State how many lines in the items below contain the word "Return". Reply with the number alone.

Items contained in a dataset:
══════════════════════════════

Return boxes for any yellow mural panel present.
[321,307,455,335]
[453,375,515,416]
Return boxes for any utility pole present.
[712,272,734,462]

══════════════════════════════

## FULL ANSWER
2